— start Material shown —

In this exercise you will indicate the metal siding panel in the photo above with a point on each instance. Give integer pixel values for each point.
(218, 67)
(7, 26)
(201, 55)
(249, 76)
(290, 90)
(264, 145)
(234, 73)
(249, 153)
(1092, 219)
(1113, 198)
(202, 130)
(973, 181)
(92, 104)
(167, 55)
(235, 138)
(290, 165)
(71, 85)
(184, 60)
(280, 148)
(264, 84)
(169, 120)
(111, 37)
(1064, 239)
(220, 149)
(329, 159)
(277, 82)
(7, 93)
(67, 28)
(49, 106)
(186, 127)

— end Material shown —

## Objective
Reproduce every line of the material above, including the request, and add -73 to each number in the point coordinates.

## Written solution
In this exercise you will indicate the metal siding panel in the photo above with a point on each instance. Give integer pixel values for each point.
(145, -6)
(-66, -47)
(128, -18)
(176, 3)
(217, 17)
(191, 72)
(161, 0)
(176, 80)
(1019, 146)
(1040, 125)
(129, 57)
(900, 108)
(19, 31)
(94, -18)
(162, 65)
(217, 92)
(-2, 12)
(111, -13)
(207, 75)
(191, 11)
(96, 47)
(38, -36)
(991, 166)
(147, 76)
(256, 86)
(204, 9)
(-66, 20)
(-6, -45)
(-24, 33)
(113, 54)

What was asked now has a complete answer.